WHAT TO WORK ON | What lines in the following entries hold the word "find"? Copy each one.

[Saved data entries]
*** Begin section ***
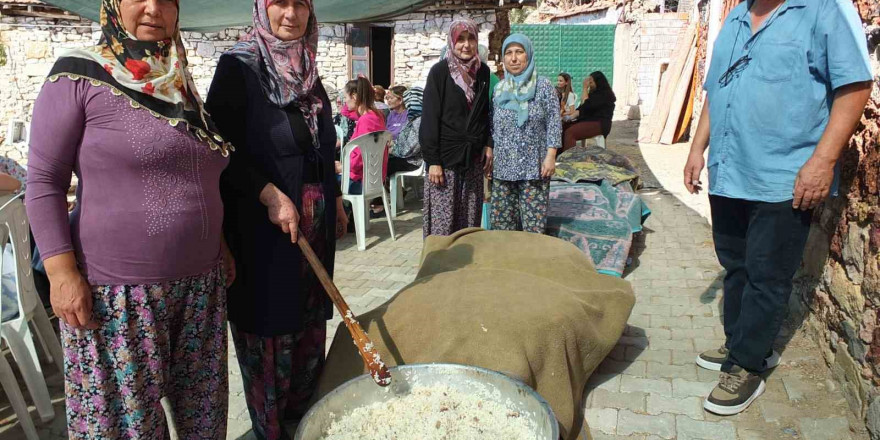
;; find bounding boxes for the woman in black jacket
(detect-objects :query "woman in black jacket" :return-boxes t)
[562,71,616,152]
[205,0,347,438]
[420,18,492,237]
*** End section ***
*** Begin section ***
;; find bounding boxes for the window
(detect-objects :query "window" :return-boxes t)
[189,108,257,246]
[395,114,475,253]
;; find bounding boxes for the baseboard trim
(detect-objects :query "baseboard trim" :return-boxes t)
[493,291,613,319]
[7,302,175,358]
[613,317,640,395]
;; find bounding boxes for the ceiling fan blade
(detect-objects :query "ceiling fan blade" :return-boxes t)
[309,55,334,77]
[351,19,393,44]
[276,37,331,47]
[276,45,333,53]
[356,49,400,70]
*** End section ***
SOLUTION TO THE EXERCISE |
;; find bounding boxes for the woman in black jacket
;; find bounding boxes for the window
;; find bounding boxes for the baseboard trim
;; find bounding boxes for the ceiling fan blade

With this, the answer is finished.